===== Dokumentauszug =====

Finanzen 2.0: Der Kampf gegen eingebaute Vorurteile

Ich hab‘ jetzt schon ziemlich viel über das Thema Diskriminierung und Gender in unserer Branche gesprochen. Und alle anderen Personengruppen werden total objektiv und fair behandelt, oder? ODER?
Naja. Sagen wir so: Die Finanzbranche scheint fest entschlossen, an Schubladen festzuhalten – und zwar mit einer bemerkenswerten Mischung aus Tradition und Technik. Als ob die Kreditvergabe-Regeln direkt aus einer sehr schlechten Zeitmaschine stammen: „Willkommen im Jahr 2023, wo zusätzlich zu Frauen auch LGBTQIA2S+ Personen, ältere Menschen und Leute, immer noch wie im 19. Jahrhundert behandelt werden – jetzt aber mit KI!“​

Lasst das mit dem Älterwerden lieber: Wer über 67 ist, bekommt den berühmten „Senior-Status“ und darf sich freuen – auf reduzierte Kreditmöglichkeiten und höhere Zinsen, denn nichts sagt „Risiko“ wie ein paar extra Kerzen auf dem Geburtstagskuchen​.

===== Bereitgestellte Angaben =====

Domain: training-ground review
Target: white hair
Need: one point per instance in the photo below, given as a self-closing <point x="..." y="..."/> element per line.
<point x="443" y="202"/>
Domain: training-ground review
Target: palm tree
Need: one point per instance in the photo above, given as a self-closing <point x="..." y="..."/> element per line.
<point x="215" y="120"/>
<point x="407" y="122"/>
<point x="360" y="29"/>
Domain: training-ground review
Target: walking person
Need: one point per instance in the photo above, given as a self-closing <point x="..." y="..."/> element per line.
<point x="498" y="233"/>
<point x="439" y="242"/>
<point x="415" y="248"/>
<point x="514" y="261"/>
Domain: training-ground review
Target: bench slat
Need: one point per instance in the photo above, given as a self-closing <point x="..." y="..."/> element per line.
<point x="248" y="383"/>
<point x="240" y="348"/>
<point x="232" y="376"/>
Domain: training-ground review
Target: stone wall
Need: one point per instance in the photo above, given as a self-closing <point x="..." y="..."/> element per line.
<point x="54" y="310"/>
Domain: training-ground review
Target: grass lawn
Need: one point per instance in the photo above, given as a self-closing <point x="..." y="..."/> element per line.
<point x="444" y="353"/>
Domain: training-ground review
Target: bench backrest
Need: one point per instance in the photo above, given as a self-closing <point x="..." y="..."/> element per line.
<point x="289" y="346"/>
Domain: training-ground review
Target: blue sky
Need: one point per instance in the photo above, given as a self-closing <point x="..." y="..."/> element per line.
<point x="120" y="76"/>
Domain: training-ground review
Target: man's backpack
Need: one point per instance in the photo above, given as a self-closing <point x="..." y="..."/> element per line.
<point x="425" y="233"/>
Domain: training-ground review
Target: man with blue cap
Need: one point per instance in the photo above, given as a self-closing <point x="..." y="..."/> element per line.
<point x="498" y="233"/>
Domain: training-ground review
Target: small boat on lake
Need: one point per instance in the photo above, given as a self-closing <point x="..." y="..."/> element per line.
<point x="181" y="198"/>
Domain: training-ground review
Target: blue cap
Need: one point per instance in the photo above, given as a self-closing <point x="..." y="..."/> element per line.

=====

Aufgabenstellung: Gib aus dem Text über Vorurteile in der Finanzbranche die Stelle zwischen „Ich hab‘ jetzt“ und „behandelt, oder? ODER?“ wortgetreu wieder, beide eingeschlossen.

Lösung zur Aufgabe:
Ich hab‘ jetzt schon ziemlich viel über das Thema Diskriminierung und Gender in unserer Branche gesprochen. Und alle anderen Personengruppen werden total objektiv und fair behandelt, oder? ODER?